Output exactly the lines that run from the line with "Please tag the purple" to the end of the material, both ends included, and no other lines.

+++ Task input +++

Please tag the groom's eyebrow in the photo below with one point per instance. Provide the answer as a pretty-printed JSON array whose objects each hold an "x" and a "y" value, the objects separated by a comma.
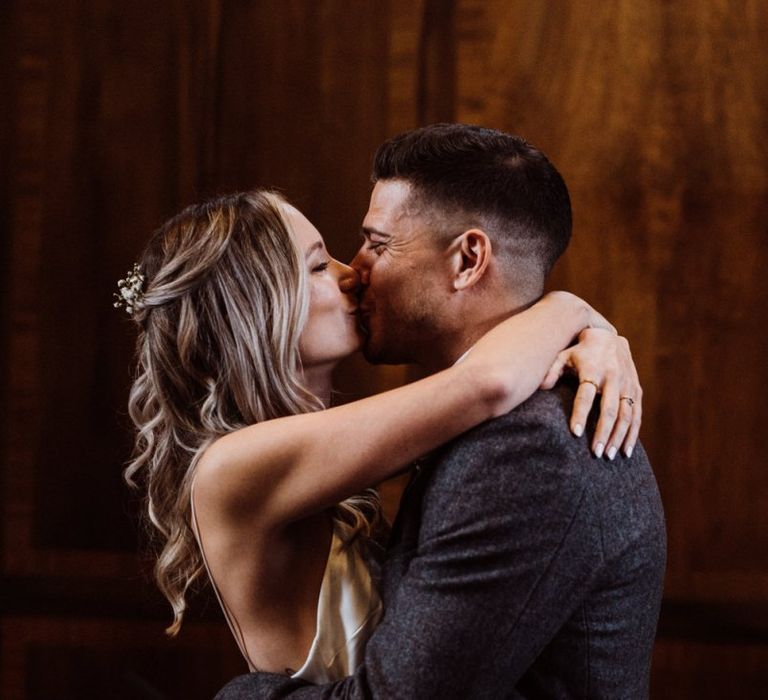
[{"x": 367, "y": 231}]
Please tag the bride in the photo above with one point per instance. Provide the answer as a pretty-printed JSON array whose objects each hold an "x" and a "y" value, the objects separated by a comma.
[{"x": 251, "y": 478}]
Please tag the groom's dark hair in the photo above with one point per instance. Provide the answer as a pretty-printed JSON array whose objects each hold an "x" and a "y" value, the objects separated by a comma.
[{"x": 471, "y": 175}]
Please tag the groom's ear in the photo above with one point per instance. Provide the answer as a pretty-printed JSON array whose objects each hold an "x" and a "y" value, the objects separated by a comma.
[{"x": 470, "y": 255}]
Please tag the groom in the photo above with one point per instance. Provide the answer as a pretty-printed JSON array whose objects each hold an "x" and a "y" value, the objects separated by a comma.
[{"x": 520, "y": 566}]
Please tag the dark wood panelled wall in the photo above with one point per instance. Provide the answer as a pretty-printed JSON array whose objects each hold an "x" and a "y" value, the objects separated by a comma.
[{"x": 116, "y": 114}]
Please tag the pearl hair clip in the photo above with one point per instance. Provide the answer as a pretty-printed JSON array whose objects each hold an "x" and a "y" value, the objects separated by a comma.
[{"x": 130, "y": 291}]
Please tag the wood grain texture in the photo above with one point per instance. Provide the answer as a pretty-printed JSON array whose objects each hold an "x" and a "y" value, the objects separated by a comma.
[
  {"x": 654, "y": 112},
  {"x": 118, "y": 114}
]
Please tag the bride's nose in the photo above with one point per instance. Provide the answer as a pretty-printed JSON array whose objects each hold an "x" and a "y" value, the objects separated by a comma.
[{"x": 349, "y": 280}]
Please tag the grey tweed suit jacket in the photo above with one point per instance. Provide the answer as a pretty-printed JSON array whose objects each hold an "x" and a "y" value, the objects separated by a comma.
[{"x": 520, "y": 567}]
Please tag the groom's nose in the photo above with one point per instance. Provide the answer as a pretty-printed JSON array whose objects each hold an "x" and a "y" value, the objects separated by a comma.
[
  {"x": 349, "y": 280},
  {"x": 359, "y": 265}
]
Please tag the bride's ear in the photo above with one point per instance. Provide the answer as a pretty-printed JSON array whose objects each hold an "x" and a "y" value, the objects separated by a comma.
[{"x": 470, "y": 256}]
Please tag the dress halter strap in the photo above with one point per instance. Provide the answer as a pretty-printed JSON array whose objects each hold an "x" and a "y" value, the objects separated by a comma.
[{"x": 234, "y": 627}]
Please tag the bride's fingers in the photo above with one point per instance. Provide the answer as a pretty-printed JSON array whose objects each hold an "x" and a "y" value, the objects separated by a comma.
[
  {"x": 582, "y": 405},
  {"x": 609, "y": 411},
  {"x": 621, "y": 429},
  {"x": 634, "y": 429}
]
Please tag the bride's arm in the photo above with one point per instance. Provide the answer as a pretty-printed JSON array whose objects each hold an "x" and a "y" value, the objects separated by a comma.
[{"x": 284, "y": 469}]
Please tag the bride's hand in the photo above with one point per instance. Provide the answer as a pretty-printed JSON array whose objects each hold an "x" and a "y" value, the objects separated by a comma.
[{"x": 603, "y": 362}]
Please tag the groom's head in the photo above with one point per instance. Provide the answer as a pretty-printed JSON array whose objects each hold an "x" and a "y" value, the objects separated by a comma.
[{"x": 463, "y": 226}]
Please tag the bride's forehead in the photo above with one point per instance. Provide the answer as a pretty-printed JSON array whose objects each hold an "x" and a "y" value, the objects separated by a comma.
[{"x": 304, "y": 233}]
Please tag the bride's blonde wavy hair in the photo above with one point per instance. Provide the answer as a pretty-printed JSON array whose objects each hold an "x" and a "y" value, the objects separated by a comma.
[{"x": 224, "y": 304}]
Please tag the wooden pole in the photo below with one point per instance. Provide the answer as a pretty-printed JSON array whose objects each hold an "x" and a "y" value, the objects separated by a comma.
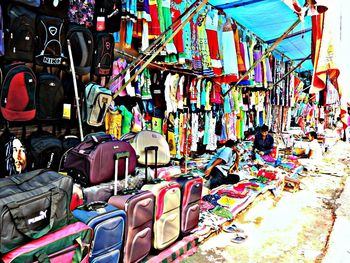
[
  {"x": 267, "y": 52},
  {"x": 199, "y": 7},
  {"x": 291, "y": 70},
  {"x": 153, "y": 46}
]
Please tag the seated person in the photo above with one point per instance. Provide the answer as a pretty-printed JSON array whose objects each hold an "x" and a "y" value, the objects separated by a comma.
[
  {"x": 314, "y": 156},
  {"x": 315, "y": 150},
  {"x": 218, "y": 170},
  {"x": 320, "y": 127},
  {"x": 263, "y": 142}
]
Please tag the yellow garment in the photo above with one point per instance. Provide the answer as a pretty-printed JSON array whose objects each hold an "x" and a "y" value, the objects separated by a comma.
[{"x": 113, "y": 123}]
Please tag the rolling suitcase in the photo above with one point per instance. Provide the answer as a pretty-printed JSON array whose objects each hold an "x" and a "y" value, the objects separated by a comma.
[
  {"x": 91, "y": 162},
  {"x": 144, "y": 139},
  {"x": 191, "y": 192},
  {"x": 69, "y": 244},
  {"x": 139, "y": 208},
  {"x": 108, "y": 224},
  {"x": 166, "y": 227}
]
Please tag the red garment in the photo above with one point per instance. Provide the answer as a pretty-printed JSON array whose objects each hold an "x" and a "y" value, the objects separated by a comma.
[
  {"x": 178, "y": 38},
  {"x": 214, "y": 50},
  {"x": 154, "y": 26}
]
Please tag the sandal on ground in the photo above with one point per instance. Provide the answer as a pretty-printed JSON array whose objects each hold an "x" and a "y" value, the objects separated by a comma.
[
  {"x": 232, "y": 228},
  {"x": 239, "y": 239}
]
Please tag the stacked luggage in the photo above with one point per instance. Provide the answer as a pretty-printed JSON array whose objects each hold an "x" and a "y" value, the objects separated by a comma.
[{"x": 115, "y": 226}]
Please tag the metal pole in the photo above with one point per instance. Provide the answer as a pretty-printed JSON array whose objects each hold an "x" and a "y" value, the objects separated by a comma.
[
  {"x": 75, "y": 90},
  {"x": 153, "y": 46},
  {"x": 159, "y": 49},
  {"x": 291, "y": 70},
  {"x": 267, "y": 52}
]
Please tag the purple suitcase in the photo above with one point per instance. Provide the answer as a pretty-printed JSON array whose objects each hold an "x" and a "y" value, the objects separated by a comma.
[
  {"x": 91, "y": 162},
  {"x": 139, "y": 208},
  {"x": 191, "y": 192}
]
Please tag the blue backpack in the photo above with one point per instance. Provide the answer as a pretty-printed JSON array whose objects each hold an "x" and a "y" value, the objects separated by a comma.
[{"x": 2, "y": 44}]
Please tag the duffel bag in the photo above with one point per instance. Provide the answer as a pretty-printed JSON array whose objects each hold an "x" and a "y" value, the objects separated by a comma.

+++

■ Full answer ■
Please tag the purple suitcase in the photo above with one point per instance. Provide the answer as a pretty-printed JSON array whose objects each hold an "x" and a "y" value, the objects separated by a comma.
[
  {"x": 91, "y": 162},
  {"x": 139, "y": 208},
  {"x": 191, "y": 192}
]
Please tag the blue backpack in the photo above with one point per instance. Provide the answer as a pretty-printed JSON array whose objects each hold an "x" and a "y" value, the objects separated by a comma.
[{"x": 2, "y": 44}]
Please tag the duffel bag in the photo above with one point per instance. Provide the answer as a pretty-printed JSON array whose objects each hold an "x" and a "y" value, the objects separated by a comma.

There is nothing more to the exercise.